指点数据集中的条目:
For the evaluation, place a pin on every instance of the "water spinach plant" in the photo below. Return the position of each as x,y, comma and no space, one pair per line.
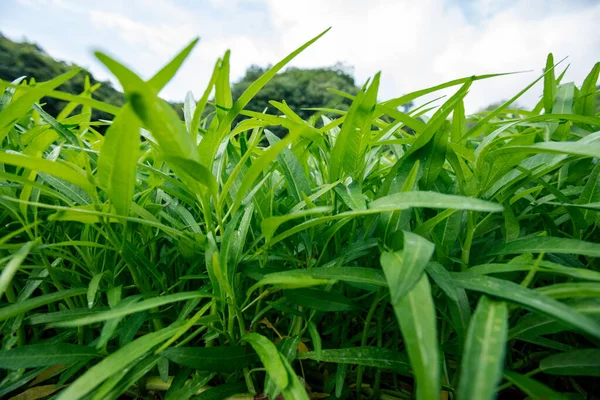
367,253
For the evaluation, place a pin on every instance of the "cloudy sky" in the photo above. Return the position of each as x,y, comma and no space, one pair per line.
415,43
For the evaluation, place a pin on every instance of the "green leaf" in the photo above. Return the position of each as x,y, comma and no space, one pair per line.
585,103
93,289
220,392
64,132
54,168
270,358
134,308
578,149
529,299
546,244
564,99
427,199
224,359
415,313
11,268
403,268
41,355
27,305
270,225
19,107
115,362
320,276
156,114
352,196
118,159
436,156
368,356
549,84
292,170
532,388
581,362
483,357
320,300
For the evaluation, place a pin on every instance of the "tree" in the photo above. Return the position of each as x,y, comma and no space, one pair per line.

## 你的任务
请更新以上材料，将其中每一处“place a pin on”都改为“put a dot on”，其余内容保持不变，答案中不要包含图片。

## 任务答案
For the evaluation, put a dot on every instance of the "water spinach plant" in the photo below. Return the position of each as x,y, comma and no space, one pair per line.
367,253
For the evaluation, put a dot on every instance of the "cloudy sky" in the photo above. Return the position of each as x,y, comma and no space, one pair per line.
415,43
For the evaluation, put a dot on every instance of the "green leaf" in the photo above. Return the position of each as x,y, comma and no space, one pair per line.
585,103
93,289
220,392
64,132
54,168
270,358
134,308
578,149
529,299
546,244
564,99
427,199
224,359
415,313
11,268
403,268
41,355
27,305
270,225
19,107
115,362
320,276
156,114
352,196
118,159
436,156
368,356
549,84
292,170
532,388
581,362
483,357
320,300
For the evaluation, put a dot on every instance of the "tree" in the photo above. Return the position of each as x,y, comma and no space, one pair per line.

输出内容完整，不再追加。